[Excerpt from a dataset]

* * * *

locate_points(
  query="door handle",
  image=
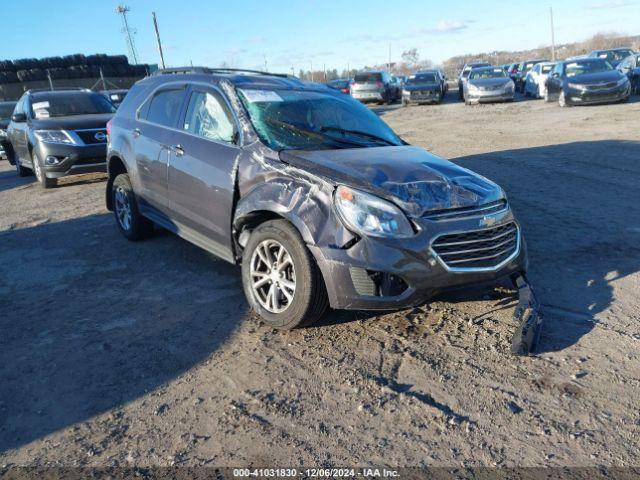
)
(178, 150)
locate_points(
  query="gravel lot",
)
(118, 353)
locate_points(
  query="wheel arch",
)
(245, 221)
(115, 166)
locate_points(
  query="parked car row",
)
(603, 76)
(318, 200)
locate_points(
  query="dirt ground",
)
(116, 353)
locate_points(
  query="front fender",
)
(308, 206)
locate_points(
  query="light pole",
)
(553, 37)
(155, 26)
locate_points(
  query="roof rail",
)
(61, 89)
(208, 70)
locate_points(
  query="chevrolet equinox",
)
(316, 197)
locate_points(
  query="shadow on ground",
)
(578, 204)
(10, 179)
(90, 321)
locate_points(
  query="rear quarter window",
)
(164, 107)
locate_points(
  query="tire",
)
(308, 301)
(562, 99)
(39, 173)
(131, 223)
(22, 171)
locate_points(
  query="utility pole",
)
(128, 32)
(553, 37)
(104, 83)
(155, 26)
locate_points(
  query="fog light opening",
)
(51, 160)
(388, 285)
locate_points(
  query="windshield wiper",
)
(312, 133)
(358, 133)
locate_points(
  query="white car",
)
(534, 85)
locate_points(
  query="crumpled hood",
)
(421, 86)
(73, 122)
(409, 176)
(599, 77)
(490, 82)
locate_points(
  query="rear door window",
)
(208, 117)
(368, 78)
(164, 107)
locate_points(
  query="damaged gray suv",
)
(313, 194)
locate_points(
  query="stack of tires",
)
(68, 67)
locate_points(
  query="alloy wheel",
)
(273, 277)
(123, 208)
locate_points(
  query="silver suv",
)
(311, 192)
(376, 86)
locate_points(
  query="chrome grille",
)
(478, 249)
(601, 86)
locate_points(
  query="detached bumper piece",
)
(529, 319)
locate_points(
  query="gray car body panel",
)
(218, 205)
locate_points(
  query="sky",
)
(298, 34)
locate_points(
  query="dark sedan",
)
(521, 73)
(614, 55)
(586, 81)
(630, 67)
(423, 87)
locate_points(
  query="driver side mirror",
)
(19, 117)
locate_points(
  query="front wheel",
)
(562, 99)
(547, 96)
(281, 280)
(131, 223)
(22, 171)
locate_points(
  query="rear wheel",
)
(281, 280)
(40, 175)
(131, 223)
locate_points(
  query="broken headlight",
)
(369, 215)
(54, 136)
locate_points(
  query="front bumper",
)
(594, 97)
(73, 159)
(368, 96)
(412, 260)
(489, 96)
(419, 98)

* * * *

**WORK TO BE COMPLETED**: Copy out all the data exactly; skip the pictures.

**TASK ANSWER**:
locate_points(
  query="door handle",
  image=
)
(178, 150)
locate_points(
  query="gravel lot",
)
(118, 353)
locate_points(
  query="wheel arch",
)
(245, 221)
(115, 166)
locate_points(
  query="parked car row",
)
(603, 76)
(318, 200)
locate_points(
  query="dirt ground",
)
(116, 353)
locate_points(
  query="front fender",
)
(308, 206)
locate_points(
  query="light pole",
)
(553, 37)
(155, 26)
locate_points(
  query="roof rail",
)
(61, 89)
(208, 70)
locate_points(
  query="chevrolet equinox",
)
(316, 197)
locate_points(
  query="shadow on ground",
)
(578, 204)
(10, 179)
(90, 321)
locate_points(
  query="rear quarter window",
)
(164, 107)
locate_points(
  query="tire",
)
(308, 301)
(562, 99)
(39, 173)
(131, 223)
(22, 171)
locate_points(
  query="utility pole",
)
(128, 32)
(553, 37)
(104, 83)
(155, 26)
locate_points(
  query="fog light opening",
)
(51, 160)
(388, 285)
locate_points(
  query="windshield wiper",
)
(312, 133)
(358, 133)
locate_points(
  query="white car",
)
(534, 85)
locate_points(
  query="crumpled hood",
)
(421, 86)
(73, 122)
(409, 176)
(599, 77)
(490, 82)
locate_points(
  query="rear door window",
)
(208, 117)
(368, 78)
(164, 107)
locate_points(
  query="damaged gray suv",
)
(313, 194)
locate_points(
  query="stack of tires",
)
(68, 67)
locate_points(
  query="alloy wheel",
)
(273, 277)
(123, 208)
locate_points(
  query="silver suv",
)
(311, 192)
(376, 86)
locate_points(
  query="chrome grille",
)
(478, 249)
(601, 86)
locate_points(
  query="detached bumper piece",
)
(529, 319)
locate_points(
  query="gray car body panel",
)
(218, 205)
locate_points(
  query="sky",
)
(298, 34)
locate_points(
  query="dark sedan",
)
(521, 73)
(614, 55)
(586, 81)
(630, 67)
(423, 87)
locate_points(
  query="driver side mirror",
)
(19, 117)
locate_points(
  query="front wheel",
)
(562, 99)
(547, 96)
(281, 280)
(131, 223)
(22, 171)
locate_points(
  query="rear wheel",
)
(281, 280)
(40, 175)
(131, 223)
locate_points(
  query="broken headlight",
)
(369, 215)
(54, 136)
locate_points(
  query="front bumper",
)
(594, 97)
(73, 159)
(368, 96)
(412, 260)
(489, 96)
(419, 98)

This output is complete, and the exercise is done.